*DATA SUPPLIED:*
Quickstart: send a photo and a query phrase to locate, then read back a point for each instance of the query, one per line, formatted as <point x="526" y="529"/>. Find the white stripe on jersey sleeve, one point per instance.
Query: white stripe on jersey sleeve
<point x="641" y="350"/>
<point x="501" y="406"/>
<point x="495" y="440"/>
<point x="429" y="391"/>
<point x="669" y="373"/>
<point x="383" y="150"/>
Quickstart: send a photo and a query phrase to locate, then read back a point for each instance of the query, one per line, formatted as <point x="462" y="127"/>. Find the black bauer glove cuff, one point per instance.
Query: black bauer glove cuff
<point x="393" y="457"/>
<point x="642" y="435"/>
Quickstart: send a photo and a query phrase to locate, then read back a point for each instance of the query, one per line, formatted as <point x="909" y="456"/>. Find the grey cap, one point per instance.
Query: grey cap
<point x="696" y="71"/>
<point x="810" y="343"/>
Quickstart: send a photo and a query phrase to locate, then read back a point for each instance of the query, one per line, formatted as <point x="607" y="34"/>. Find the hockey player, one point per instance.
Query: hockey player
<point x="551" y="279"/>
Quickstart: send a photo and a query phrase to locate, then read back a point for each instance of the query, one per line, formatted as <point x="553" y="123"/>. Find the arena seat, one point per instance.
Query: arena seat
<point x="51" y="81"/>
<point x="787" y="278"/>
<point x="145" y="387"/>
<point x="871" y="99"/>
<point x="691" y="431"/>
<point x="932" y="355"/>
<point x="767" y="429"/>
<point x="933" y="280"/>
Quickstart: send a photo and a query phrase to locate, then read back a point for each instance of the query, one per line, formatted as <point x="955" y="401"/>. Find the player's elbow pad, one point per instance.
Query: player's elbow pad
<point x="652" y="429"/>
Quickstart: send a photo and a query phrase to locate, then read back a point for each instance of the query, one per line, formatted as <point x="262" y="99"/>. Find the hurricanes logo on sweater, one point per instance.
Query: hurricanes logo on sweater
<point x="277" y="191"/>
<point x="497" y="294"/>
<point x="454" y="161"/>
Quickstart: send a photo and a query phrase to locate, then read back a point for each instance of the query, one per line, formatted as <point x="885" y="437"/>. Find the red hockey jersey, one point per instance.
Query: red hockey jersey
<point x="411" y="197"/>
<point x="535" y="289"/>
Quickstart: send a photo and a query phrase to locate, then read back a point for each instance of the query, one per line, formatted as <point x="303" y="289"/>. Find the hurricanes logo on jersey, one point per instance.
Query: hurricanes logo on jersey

*GOAL:* Generate an exact reproduction of all entries.

*ANSWER TO THE PROBLEM:*
Quickstart: send a photo and a query phrase to locate, then read back a point for each instance of the query, one per line, formatted as <point x="526" y="529"/>. Find the white stripe on jersey sleeve, one point per instance.
Query: white stripe on jersey sleeve
<point x="641" y="350"/>
<point x="501" y="406"/>
<point x="495" y="440"/>
<point x="429" y="391"/>
<point x="669" y="373"/>
<point x="383" y="150"/>
Quickstart: send a photo and a query phrase to locate, then read back a point for each instance of the query, one per line, formatted as <point x="462" y="127"/>. Find the black bauer glove cuff, one point per instance.
Query: black bauer glove cuff
<point x="393" y="457"/>
<point x="642" y="435"/>
Quickstart: send a photo and a query phrase to locate, then read back a point for each instance of the query, one per line, formatted as <point x="909" y="456"/>. Find the grey cap, one point per instance.
Query: grey cap
<point x="696" y="71"/>
<point x="810" y="343"/>
Quickstart: send a photo and a query phrase to locate, then read back a point for each instance of the query, one per line, formatted as <point x="607" y="34"/>. Find the hockey player, one point per instance.
Query: hockey player
<point x="551" y="279"/>
Quickstart: send a photo and a query phrase to locate, then read back a point for each instance of the query, one per line, formatted as <point x="553" y="123"/>. Find the arena seat, one point per instance.
Query: arena seat
<point x="51" y="81"/>
<point x="787" y="278"/>
<point x="145" y="387"/>
<point x="871" y="99"/>
<point x="691" y="431"/>
<point x="932" y="355"/>
<point x="767" y="429"/>
<point x="933" y="280"/>
Quickstart: send a photo and a query phrase to locate, then read back a point for each instance of the query, one per line, formatted as <point x="955" y="401"/>. Find the player's elbow pad, one point per instance.
Query: player's elbow pad
<point x="652" y="429"/>
Quickstart: send a photo and a query phrase to locate, then read back a point for each instance of the query, one per line, formatted as <point x="262" y="99"/>. Find the hurricanes logo on sweater, one point per instance.
Query: hurricanes logo on sweater
<point x="277" y="191"/>
<point x="497" y="294"/>
<point x="454" y="161"/>
Quickstart: send a photo and a query phrase to locate, then read back a point for each instance of the query, one per line, formatted as <point x="885" y="437"/>. Find the red hockey jersey, one point per instance.
Query: red hockey jersey
<point x="411" y="197"/>
<point x="535" y="289"/>
Quickstart: send a photo and a query phrase to locate, then read back a point for each instance of the query, one per line, formatted as <point x="303" y="289"/>. Find the hurricanes logo on jersey, one point per instance.
Query: hurricanes logo on jersey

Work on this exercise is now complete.